> [ESTRATTO DEL DOCUMENTO]:

Proprio a fianco dei nuovi eroi del grunge Nirvana i Beasts suoneranno le nuove canzoni nella prima edizione del Big Day Out, il più grande festival rock della terra dei canguri, in un cartellone che vede anche la presenza di Henry Rollins, delle Violent Femmes e di eroi marsupiali come Died Pretty, Celibate Rifles, Hard-ons, Dave Graney, You Am I e Cosmic Psychos. Raccogliendo i consensi sperati sin da subito, con l’apertura affidata a Chase the Dragon, la potente nube tossica che apre pure il disco e che purtroppo dirada man mano che la puntina setaccia i suoi solchi, facendo di The Low Road il primo disco prescindibile dei Beasts of Bourbon.
Sebbene sia già in pieno riflusso, è innegabile Gone goda dei vantaggi creati dall’onda lunga del grunge, assorbendone sia l’immaginario visivo (la foto sfocata della copertina) sia le asperità stilistiche. Dalle chitarre farraginose di Saturated e dall’impasto alla Screaming Trees di I S’pose fino ad una ballata liquida come So Long, è innegabile che la rivoluzione di Seattle ha avuto effetti devastanti sulla musica del gruppo australiano, modificando le loro erbacce sin dalle radici, che hanno ormai perso ogni contatto con l’humus blues dei primi anni.
I Beasts of Bourbon diventano sempre più impersonali e disorientati. Kim Salmon ha risalito la corrente per tornare nei Surrealists e il suo posto è stato preso da Charlie Owen, il chitarrista di Distemper dei New Christs e fido collaboratore di Louis Tillett che si fa carico di scrivere metà del materiale nuovo allineandolo al suo gusto.
Le Bestie danno però il meglio di sè quando stringono con ferocia le fauci per tirare via dei bocconi con rapidità famelica, come succede su Mullett, Makem Cry e Unfolded. Il resto è un inutile e circospetto indugiare attorno a una carcassa che comincia a decomporsi. Probabilmente la loro stessa. Visto che da quel momento i Beasts tornano nella loro tana per il tempo necessario perché fuori da lì arrivi una qualche sete nostalgica.

Dati memorizzati
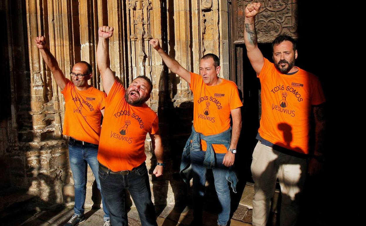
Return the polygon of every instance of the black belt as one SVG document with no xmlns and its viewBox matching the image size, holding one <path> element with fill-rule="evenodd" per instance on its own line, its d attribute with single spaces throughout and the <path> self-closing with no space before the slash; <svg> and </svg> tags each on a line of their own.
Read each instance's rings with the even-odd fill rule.
<svg viewBox="0 0 366 226">
<path fill-rule="evenodd" d="M 99 168 L 104 171 L 105 173 L 107 173 L 107 174 L 119 174 L 120 175 L 127 175 L 127 174 L 131 173 L 134 173 L 136 172 L 138 168 L 140 166 L 143 165 L 145 162 L 143 163 L 139 166 L 136 168 L 134 168 L 132 169 L 132 170 L 121 170 L 121 171 L 112 171 L 110 169 L 108 168 L 108 167 L 106 167 L 104 166 L 99 163 Z"/>
<path fill-rule="evenodd" d="M 91 143 L 89 143 L 87 142 L 86 141 L 83 141 L 79 140 L 76 140 L 73 137 L 70 137 L 70 141 L 71 142 L 72 142 L 75 144 L 80 144 L 80 145 L 86 145 L 87 144 L 92 144 Z M 94 145 L 96 145 L 94 144 Z"/>
</svg>

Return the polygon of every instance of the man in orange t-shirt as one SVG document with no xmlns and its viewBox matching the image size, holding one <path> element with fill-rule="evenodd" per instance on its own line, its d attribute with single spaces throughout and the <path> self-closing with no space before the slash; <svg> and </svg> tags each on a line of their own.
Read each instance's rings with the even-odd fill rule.
<svg viewBox="0 0 366 226">
<path fill-rule="evenodd" d="M 234 82 L 219 77 L 221 69 L 220 60 L 214 54 L 206 54 L 201 59 L 198 75 L 188 71 L 168 55 L 160 47 L 158 40 L 152 39 L 150 43 L 171 71 L 190 84 L 193 93 L 193 126 L 187 143 L 196 148 L 186 147 L 182 155 L 180 169 L 181 173 L 189 169 L 189 163 L 186 160 L 190 160 L 193 173 L 194 204 L 194 222 L 192 225 L 202 223 L 206 172 L 207 168 L 212 168 L 221 206 L 217 224 L 226 225 L 230 211 L 228 181 L 236 192 L 236 182 L 232 181 L 234 179 L 233 177 L 236 178 L 236 175 L 231 173 L 242 125 L 240 107 L 243 104 L 238 87 Z M 231 115 L 233 124 L 231 134 Z M 199 137 L 199 138 L 197 139 Z M 199 140 L 200 142 L 198 141 Z M 228 176 L 229 174 L 230 176 Z M 183 179 L 189 182 L 190 179 Z"/>
<path fill-rule="evenodd" d="M 113 28 L 99 28 L 97 62 L 107 94 L 105 112 L 98 154 L 102 192 L 105 197 L 113 226 L 127 225 L 125 189 L 128 190 L 138 212 L 141 225 L 157 225 L 151 200 L 145 144 L 151 138 L 157 161 L 153 173 L 162 175 L 163 148 L 157 115 L 145 103 L 153 85 L 146 76 L 138 76 L 125 89 L 109 66 L 108 42 Z"/>
<path fill-rule="evenodd" d="M 309 171 L 311 175 L 321 168 L 324 130 L 321 104 L 325 99 L 318 78 L 295 66 L 298 53 L 291 37 L 279 36 L 272 42 L 274 63 L 264 58 L 254 26 L 260 6 L 259 3 L 250 3 L 245 11 L 245 45 L 262 90 L 259 141 L 251 167 L 255 183 L 252 224 L 266 224 L 278 178 L 282 194 L 280 225 L 295 225 L 307 168 L 312 108 L 316 142 Z"/>
<path fill-rule="evenodd" d="M 75 64 L 70 75 L 72 82 L 65 77 L 55 57 L 46 46 L 44 36 L 34 40 L 46 64 L 52 72 L 65 101 L 63 134 L 70 136 L 69 159 L 72 172 L 75 193 L 74 214 L 64 226 L 74 226 L 85 221 L 84 204 L 86 193 L 87 164 L 94 175 L 97 186 L 101 190 L 98 170 L 98 144 L 101 119 L 104 111 L 105 94 L 88 84 L 92 77 L 92 66 L 85 61 Z M 110 225 L 109 212 L 102 196 L 104 226 Z"/>
</svg>

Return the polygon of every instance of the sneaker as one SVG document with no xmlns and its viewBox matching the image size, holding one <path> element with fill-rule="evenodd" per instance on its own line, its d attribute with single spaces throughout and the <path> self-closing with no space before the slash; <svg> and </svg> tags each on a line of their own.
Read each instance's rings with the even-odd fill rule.
<svg viewBox="0 0 366 226">
<path fill-rule="evenodd" d="M 74 214 L 70 218 L 69 221 L 67 222 L 67 223 L 64 225 L 64 226 L 76 226 L 83 223 L 86 219 L 85 217 L 83 215 L 81 216 L 79 216 Z"/>
</svg>

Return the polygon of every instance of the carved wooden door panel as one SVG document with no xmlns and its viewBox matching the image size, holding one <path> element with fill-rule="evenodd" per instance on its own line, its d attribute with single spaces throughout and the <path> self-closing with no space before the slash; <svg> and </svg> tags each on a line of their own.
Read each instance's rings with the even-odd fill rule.
<svg viewBox="0 0 366 226">
<path fill-rule="evenodd" d="M 238 149 L 244 150 L 240 158 L 245 162 L 240 169 L 242 179 L 250 181 L 250 162 L 261 116 L 260 84 L 247 56 L 244 43 L 244 10 L 249 0 L 229 1 L 229 42 L 230 79 L 236 82 L 243 99 L 243 127 Z M 297 0 L 260 0 L 259 14 L 255 18 L 258 46 L 265 57 L 272 60 L 270 43 L 278 35 L 286 34 L 297 38 Z M 256 120 L 258 119 L 258 120 Z M 239 152 L 240 153 L 240 152 Z M 238 156 L 239 157 L 239 156 Z"/>
</svg>

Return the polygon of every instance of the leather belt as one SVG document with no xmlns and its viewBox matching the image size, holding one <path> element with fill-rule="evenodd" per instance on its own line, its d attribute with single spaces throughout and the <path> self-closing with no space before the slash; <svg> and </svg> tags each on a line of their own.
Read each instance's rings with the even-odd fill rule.
<svg viewBox="0 0 366 226">
<path fill-rule="evenodd" d="M 108 168 L 107 167 L 104 166 L 103 165 L 99 163 L 99 168 L 102 170 L 104 171 L 105 173 L 107 173 L 107 174 L 119 174 L 120 175 L 127 175 L 129 173 L 134 173 L 136 171 L 136 169 L 138 168 L 138 167 L 137 168 L 134 168 L 132 170 L 122 170 L 121 171 L 112 171 L 110 169 Z"/>
<path fill-rule="evenodd" d="M 72 142 L 73 142 L 75 144 L 80 144 L 80 145 L 86 145 L 87 144 L 93 144 L 91 143 L 89 143 L 87 142 L 86 141 L 83 141 L 79 140 L 76 140 L 74 138 L 74 137 L 70 137 L 70 140 Z"/>
</svg>

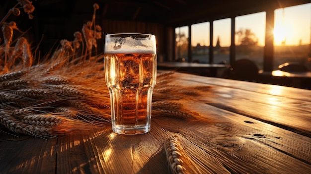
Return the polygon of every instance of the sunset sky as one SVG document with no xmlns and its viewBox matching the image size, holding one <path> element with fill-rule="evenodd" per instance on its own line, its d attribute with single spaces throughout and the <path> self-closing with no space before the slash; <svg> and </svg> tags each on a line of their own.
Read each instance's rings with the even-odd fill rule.
<svg viewBox="0 0 311 174">
<path fill-rule="evenodd" d="M 283 17 L 284 16 L 284 17 Z M 258 38 L 258 45 L 263 46 L 265 34 L 265 12 L 235 18 L 235 31 L 249 29 Z M 213 45 L 219 37 L 221 46 L 230 46 L 231 19 L 224 19 L 214 21 Z M 209 22 L 191 26 L 191 45 L 195 46 L 209 45 Z M 178 30 L 176 29 L 176 32 Z M 188 27 L 180 27 L 180 31 L 188 36 Z M 274 45 L 281 45 L 284 41 L 286 45 L 310 44 L 311 38 L 311 3 L 294 6 L 275 11 Z M 238 40 L 236 37 L 236 43 Z"/>
</svg>

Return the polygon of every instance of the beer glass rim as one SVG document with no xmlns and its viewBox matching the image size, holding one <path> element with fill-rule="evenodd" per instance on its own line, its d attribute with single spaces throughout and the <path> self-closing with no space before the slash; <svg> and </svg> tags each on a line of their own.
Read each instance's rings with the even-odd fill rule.
<svg viewBox="0 0 311 174">
<path fill-rule="evenodd" d="M 134 37 L 133 36 L 134 36 Z M 113 38 L 127 38 L 132 37 L 135 39 L 144 39 L 148 38 L 153 38 L 156 36 L 152 34 L 141 33 L 110 33 L 106 35 L 106 37 Z"/>
</svg>

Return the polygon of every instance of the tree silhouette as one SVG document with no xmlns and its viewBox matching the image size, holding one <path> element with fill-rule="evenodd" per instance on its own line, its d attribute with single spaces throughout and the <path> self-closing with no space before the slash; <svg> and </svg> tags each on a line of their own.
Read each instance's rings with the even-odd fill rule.
<svg viewBox="0 0 311 174">
<path fill-rule="evenodd" d="M 252 52 L 255 46 L 258 45 L 258 38 L 249 29 L 246 29 L 245 31 L 240 29 L 235 32 L 235 34 L 238 38 L 237 45 L 240 51 L 245 54 Z"/>
</svg>

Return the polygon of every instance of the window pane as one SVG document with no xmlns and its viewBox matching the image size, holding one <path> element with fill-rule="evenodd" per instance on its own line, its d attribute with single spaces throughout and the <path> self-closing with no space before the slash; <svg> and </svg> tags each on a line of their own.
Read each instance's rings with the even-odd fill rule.
<svg viewBox="0 0 311 174">
<path fill-rule="evenodd" d="M 274 11 L 273 68 L 286 62 L 305 64 L 311 69 L 311 3 Z"/>
<path fill-rule="evenodd" d="M 231 19 L 216 20 L 213 24 L 214 62 L 229 63 L 231 45 Z"/>
<path fill-rule="evenodd" d="M 208 63 L 209 60 L 210 23 L 191 25 L 191 46 L 194 62 Z"/>
<path fill-rule="evenodd" d="M 176 42 L 175 60 L 188 61 L 188 38 L 189 30 L 187 26 L 175 28 Z"/>
<path fill-rule="evenodd" d="M 250 59 L 263 69 L 265 31 L 265 12 L 236 17 L 235 59 Z"/>
</svg>

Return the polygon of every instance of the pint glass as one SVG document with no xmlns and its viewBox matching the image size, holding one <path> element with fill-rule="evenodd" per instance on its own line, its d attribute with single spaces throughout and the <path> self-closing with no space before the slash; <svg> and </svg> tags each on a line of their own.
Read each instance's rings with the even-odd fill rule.
<svg viewBox="0 0 311 174">
<path fill-rule="evenodd" d="M 106 35 L 105 76 L 114 132 L 150 130 L 152 93 L 156 78 L 156 37 L 147 34 Z"/>
</svg>

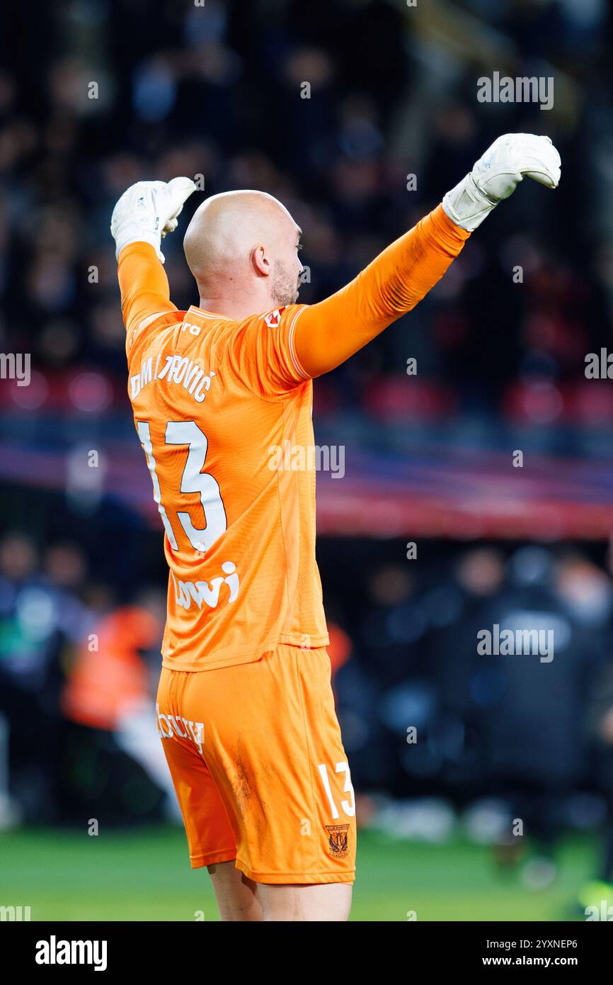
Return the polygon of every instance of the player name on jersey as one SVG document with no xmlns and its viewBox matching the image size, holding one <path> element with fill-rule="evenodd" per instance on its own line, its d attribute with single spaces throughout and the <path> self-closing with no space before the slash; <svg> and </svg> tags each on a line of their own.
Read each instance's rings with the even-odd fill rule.
<svg viewBox="0 0 613 985">
<path fill-rule="evenodd" d="M 138 397 L 141 390 L 144 390 L 150 383 L 157 380 L 164 380 L 166 383 L 176 383 L 186 390 L 190 397 L 202 404 L 211 389 L 214 372 L 206 373 L 202 365 L 202 360 L 190 360 L 187 356 L 175 353 L 172 356 L 164 356 L 163 364 L 160 365 L 161 353 L 158 353 L 153 366 L 153 357 L 150 356 L 141 366 L 141 371 L 130 376 L 130 396 L 132 400 Z"/>
</svg>

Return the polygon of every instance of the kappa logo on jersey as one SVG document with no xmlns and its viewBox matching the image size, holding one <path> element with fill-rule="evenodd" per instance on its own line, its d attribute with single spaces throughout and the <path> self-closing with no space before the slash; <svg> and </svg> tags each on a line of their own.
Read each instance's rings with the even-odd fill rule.
<svg viewBox="0 0 613 985">
<path fill-rule="evenodd" d="M 343 859 L 349 851 L 349 825 L 348 824 L 326 824 L 328 831 L 328 844 L 330 854 L 335 858 Z"/>
<path fill-rule="evenodd" d="M 155 704 L 155 712 L 157 714 L 157 734 L 160 739 L 172 739 L 173 736 L 178 739 L 189 739 L 198 747 L 200 755 L 203 755 L 204 722 L 191 722 L 189 719 L 183 718 L 182 715 L 164 715 L 159 710 L 158 703 Z M 183 722 L 185 732 L 181 732 L 178 722 Z"/>
</svg>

> [ESERCIZIO BREVE]: Riscrivi la parte del testo sui Beasts of Bourbon che si apre con le parole contenenti "Sebbene sia già" e si chiude con "al suo gusto.", mettendo "Minneapolis" al posto di "Seattle".

> [RISULTATO COMPLETO]:
Sebbene sia già in pieno riflusso, è innegabile Gone goda dei vantaggi creati dall’onda lunga del grunge, assorbendone sia l’immaginario visivo (la foto sfocata della copertina) sia le asperità stilistiche. Dalle chitarre farraginose di Saturated e dall’impasto alla Screaming Trees di I S’pose fino ad una ballata liquida come So Long, è innegabile che la rivoluzione di Minneapolis ha avuto effetti devastanti sulla musica del gruppo australiano, modificando le loro erbacce sin dalle radici, che hanno ormai perso ogni contatto con l’humus blues dei primi anni.
I Beasts of Bourbon diventano sempre più impersonali e disorientati. Kim Salmon ha risalito la corrente per tornare nei Surrealists e il suo posto è stato preso da Charlie Owen, il chitarrista di Distemper dei New Christs e fido collaboratore di Louis Tillett che si fa carico di scrivere metà del materiale nuovo allineandolo al suo gusto.